* Activity *
Transcribe all of the entries, matching each one exactly.

* Dataset extract *
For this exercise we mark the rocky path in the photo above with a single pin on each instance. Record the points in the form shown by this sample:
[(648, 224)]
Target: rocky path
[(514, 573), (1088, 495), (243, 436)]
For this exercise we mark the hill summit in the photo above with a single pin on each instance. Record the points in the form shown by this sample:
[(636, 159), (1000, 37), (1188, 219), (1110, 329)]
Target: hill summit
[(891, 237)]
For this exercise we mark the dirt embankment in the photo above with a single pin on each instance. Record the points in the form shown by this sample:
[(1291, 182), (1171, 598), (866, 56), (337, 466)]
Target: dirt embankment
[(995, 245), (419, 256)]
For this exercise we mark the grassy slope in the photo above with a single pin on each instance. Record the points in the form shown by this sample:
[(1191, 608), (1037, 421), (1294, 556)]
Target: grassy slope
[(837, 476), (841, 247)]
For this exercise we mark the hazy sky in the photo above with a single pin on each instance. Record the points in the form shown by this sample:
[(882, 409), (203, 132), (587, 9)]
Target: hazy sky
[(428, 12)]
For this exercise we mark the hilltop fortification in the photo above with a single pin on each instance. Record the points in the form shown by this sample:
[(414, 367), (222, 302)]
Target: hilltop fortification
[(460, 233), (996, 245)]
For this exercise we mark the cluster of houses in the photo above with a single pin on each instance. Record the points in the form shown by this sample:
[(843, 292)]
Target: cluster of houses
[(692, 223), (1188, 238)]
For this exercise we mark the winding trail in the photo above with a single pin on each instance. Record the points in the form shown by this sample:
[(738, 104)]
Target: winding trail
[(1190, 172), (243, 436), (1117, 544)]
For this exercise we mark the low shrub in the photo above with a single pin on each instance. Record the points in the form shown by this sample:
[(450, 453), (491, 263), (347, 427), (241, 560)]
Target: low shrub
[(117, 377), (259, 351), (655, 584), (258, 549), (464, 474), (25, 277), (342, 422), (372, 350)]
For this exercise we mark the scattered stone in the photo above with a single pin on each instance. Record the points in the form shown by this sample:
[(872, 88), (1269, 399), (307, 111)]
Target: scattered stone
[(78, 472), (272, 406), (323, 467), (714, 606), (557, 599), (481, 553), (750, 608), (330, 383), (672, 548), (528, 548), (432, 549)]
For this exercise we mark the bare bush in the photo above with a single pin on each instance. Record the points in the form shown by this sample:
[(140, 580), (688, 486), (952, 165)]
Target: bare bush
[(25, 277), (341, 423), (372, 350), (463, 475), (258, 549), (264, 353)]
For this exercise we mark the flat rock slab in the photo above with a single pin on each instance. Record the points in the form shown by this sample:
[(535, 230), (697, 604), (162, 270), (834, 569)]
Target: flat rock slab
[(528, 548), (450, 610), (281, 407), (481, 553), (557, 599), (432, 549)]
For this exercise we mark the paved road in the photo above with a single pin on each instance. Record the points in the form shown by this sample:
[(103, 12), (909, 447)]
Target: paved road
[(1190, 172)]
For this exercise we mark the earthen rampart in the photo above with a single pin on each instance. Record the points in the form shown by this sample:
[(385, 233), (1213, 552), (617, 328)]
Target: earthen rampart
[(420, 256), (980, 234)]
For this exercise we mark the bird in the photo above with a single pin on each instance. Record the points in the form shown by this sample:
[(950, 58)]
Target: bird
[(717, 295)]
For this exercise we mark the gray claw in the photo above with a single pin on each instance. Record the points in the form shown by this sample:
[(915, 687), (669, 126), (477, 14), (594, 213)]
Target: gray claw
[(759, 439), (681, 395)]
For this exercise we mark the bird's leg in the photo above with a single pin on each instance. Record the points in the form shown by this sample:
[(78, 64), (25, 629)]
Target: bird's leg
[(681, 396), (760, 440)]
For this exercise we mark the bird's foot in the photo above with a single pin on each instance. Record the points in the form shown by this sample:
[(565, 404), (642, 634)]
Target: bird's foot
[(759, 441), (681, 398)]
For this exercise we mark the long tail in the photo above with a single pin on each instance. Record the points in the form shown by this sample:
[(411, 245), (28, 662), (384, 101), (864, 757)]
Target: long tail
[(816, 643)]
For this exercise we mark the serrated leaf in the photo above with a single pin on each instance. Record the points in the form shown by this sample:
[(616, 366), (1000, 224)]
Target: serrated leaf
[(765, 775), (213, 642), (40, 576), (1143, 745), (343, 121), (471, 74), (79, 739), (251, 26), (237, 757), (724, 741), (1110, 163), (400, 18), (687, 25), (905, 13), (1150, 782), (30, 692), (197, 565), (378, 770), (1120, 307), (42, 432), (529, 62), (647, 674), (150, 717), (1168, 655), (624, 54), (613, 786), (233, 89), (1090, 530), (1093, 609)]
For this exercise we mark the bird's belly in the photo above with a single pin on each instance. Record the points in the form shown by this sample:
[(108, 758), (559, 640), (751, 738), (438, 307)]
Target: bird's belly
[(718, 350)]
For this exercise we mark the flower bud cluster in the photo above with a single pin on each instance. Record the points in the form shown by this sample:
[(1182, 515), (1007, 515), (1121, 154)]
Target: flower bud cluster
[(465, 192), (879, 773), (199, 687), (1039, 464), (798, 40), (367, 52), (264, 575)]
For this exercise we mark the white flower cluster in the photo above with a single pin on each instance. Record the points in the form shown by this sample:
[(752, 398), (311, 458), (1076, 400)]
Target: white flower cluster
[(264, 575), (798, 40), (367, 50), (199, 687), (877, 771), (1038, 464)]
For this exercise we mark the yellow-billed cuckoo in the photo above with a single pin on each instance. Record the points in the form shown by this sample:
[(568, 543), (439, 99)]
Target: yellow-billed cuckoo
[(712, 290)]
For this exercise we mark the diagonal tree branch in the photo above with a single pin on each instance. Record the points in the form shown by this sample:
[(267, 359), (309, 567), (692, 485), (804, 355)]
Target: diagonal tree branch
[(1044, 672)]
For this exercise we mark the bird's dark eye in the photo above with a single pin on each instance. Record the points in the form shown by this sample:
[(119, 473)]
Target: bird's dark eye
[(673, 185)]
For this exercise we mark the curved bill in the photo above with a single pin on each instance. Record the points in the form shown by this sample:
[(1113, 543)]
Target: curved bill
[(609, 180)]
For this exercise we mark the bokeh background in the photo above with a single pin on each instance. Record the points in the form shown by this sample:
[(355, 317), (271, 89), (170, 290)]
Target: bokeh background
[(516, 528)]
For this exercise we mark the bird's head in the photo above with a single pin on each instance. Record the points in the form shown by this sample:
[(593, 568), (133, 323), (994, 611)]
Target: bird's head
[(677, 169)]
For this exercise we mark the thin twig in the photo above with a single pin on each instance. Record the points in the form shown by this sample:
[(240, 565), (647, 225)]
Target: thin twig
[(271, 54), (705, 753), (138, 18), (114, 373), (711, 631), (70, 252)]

* Exercise response *
For this exercise we mark the rocky path in the photo above with a single pin on each instance. Record the points in the form shown by this sample:
[(648, 224)]
Target: rocky path
[(514, 573), (1088, 495), (243, 436)]
For this exercise we mark the hill summit in the photo above with a single pin on each instance. Record the points in the form shown by this sample:
[(636, 159), (1000, 37), (1188, 219), (1110, 329)]
Target: hill summit
[(891, 237)]
For this exercise we mark the dirt embankment in the photo above with a single pin on each instance. Record the points in the form shown by this sample:
[(1291, 182), (1171, 598), (866, 56), (337, 466)]
Target: dirt embankment
[(995, 245), (419, 256)]
For this exercise we mark the grassy slope in the photo above with a single pin on each instance. Record the points in the form shown by this sample:
[(1191, 608), (1037, 421), (1294, 556)]
Target: grassy slope
[(837, 476), (841, 247)]
For this exercise we mark the hazy sky in the photo above with a single pin on each instance. Record the points in the form shown by this sample:
[(882, 409), (203, 132), (587, 9)]
Target: hazy sky
[(428, 12)]
For this exercise we mark the hilltop fortification in the photo above with a single pin on each instance. Record the points in the form shown by this sample:
[(414, 367), (222, 302)]
Target: hilltop fortification
[(460, 233), (996, 245)]
For this exercise we mark the cluster of houses in the photo above with a single pin on each instance. Record the points in the form shown by this sample:
[(843, 292)]
Target: cluster of houses
[(692, 223), (1188, 238)]
For this exercise we mark the winding trail in the photo above with a single pin on each instance. Record the points in the form shown by this sample:
[(738, 104)]
Target: winding trail
[(1190, 172), (243, 436), (1117, 544)]
For this exercise we mark the low shrub in the photo above with a single pin on each instance. Record the points in the form shown by this sample:
[(450, 453), (491, 263), (347, 427), (241, 560)]
Target: low shrub
[(117, 377), (259, 351), (655, 584), (258, 549), (464, 474), (25, 277), (342, 422), (372, 350)]
For this exercise we mark the scattered stone in the photo above with a single pin on each instance. Record the points in the form shown by this sample:
[(872, 88), (1269, 399), (307, 111)]
Target: scattered stone
[(78, 472), (272, 406), (323, 467), (714, 606), (557, 599), (481, 553), (750, 608), (330, 383), (672, 548), (528, 548), (432, 549)]
For this exercise we mark the bare bush in the photo above with a single pin on each instance. Record the points in the form shown by this sample:
[(140, 580), (688, 486), (952, 165)]
Target: bare bush
[(25, 277), (341, 423), (372, 350), (463, 475), (258, 549), (264, 353)]
For this exercise we mark the flat rock slab in the photo above with a single pin on each instance. Record the points in the form shown by this sample:
[(535, 230), (697, 604), (162, 270), (834, 569)]
Target: flat rock slab
[(528, 548), (450, 610), (281, 407), (481, 553), (557, 599), (432, 549)]
For this exercise we mark the paved road in the photo above with a single pin on each instance. Record the points in the form shown by this sample:
[(103, 12), (909, 447)]
Target: paved road
[(1190, 172)]
For this exercise we mark the earthen rampart in the photo above with a single pin on each instance. Record the points in the form shown by this sample:
[(385, 233), (1213, 552), (617, 328)]
Target: earthen rampart
[(420, 256), (980, 234)]
For this exercise we mark the bird in the photo above with a single pin on each instance. Record the points in the form shown by this sample:
[(950, 58)]
Target: bird
[(717, 295)]
For this exercise we mark the gray claw in the photo above with a single pin on each instance. Record the points in the form shown by this sample:
[(915, 687), (669, 126), (477, 14), (594, 213)]
Target: gray claw
[(759, 439), (681, 395)]
For this exercise we mark the bird's leg in the photo above with a single pin on each instance. Record the points in the form shown by this sample:
[(78, 64), (25, 629)]
Target: bird's leg
[(681, 396), (760, 440)]
For this exercise we mark the bird's foot in the photo above with a single pin on each instance. Record the points in the form shown by this sample:
[(565, 404), (642, 634)]
Target: bird's foot
[(759, 441), (681, 398)]
For this exercise we mark the long tail in the photo above with a single pin on each instance. Record the points in the form shown by this sample:
[(411, 245), (28, 662), (384, 101), (864, 757)]
Target: long tail
[(816, 643)]
For this exercise we mark the serrated leaf in the photo above with a single pin on each instance. Record the points in the form shown by this sample:
[(616, 366), (1000, 224)]
Target: serrated leaf
[(765, 775), (213, 642), (40, 576), (1143, 745), (343, 121), (471, 74), (79, 739), (251, 26), (237, 757), (724, 741), (1110, 163), (400, 18), (687, 25), (905, 13), (1150, 782), (30, 692), (197, 565), (378, 770), (1120, 307), (42, 432), (529, 62), (647, 674), (150, 717), (1168, 655), (624, 54), (613, 786), (233, 89), (1090, 530), (1093, 609)]
For this exercise we mark the bird's belly in the photo above with a single pin on each instance. Record the points in the form shown by this sample:
[(108, 758), (559, 640), (751, 738), (438, 307)]
Target: bird's belly
[(718, 350)]
For this exercise we mark the flower bud cluster in the photo above with a single pin on each instance. Record the points in the form shown by this sample:
[(1182, 515), (1007, 515), (1121, 154)]
Target: flower bud cluster
[(465, 192), (879, 773), (199, 687), (1039, 464), (798, 40), (367, 52), (264, 575)]
For this exercise we mark the white flower cluster in the photo above with a single pin on each instance. Record the points in the form shown by this sample:
[(752, 398), (311, 458), (1076, 400)]
Target: white flower cluster
[(264, 575), (798, 40), (367, 50), (199, 687), (877, 771), (1038, 464)]
For this exercise we mark the yellow-billed cuckoo in the photo above with a single pin on each instance. Record the points in the form shown by this sample:
[(568, 543), (439, 99)]
Target: yellow-billed cuckoo
[(712, 290)]
For this exercise we mark the diagonal tree branch in the photo above with a single pin on each instance. Record the points in the form shown by this sample:
[(267, 359), (309, 567), (692, 485), (804, 355)]
Target: diagonal tree branch
[(1044, 672)]
For this exercise we mark the bird's dark eye in the photo above with a single pin on each instance. Record the points in the form shown by this sample:
[(119, 473)]
Target: bird's dark eye
[(673, 185)]
For this exercise we mark the curved bill in the photo above with a single pin on each instance. Record the points in the form shown by this sample:
[(1113, 543)]
Target: curved bill
[(609, 180)]
For this exercise we mark the bokeh background in the photo above with a single pin on each instance. Record the points in the form shown by this sample:
[(355, 317), (271, 89), (170, 290)]
Target: bokeh background
[(516, 528)]
For this exercise we mark the bird's head in the photo above with a single pin on each instance. Record the points in the form shown by this sample:
[(593, 568), (133, 323), (994, 611)]
Target: bird's head
[(677, 169)]
For this exercise we mark the thin twig in the photo above with a single pin on each instance. Record the points in the form shown by this sample:
[(240, 565), (647, 225)]
Target: thin twig
[(271, 54), (705, 753), (138, 18), (114, 373), (711, 631), (70, 252)]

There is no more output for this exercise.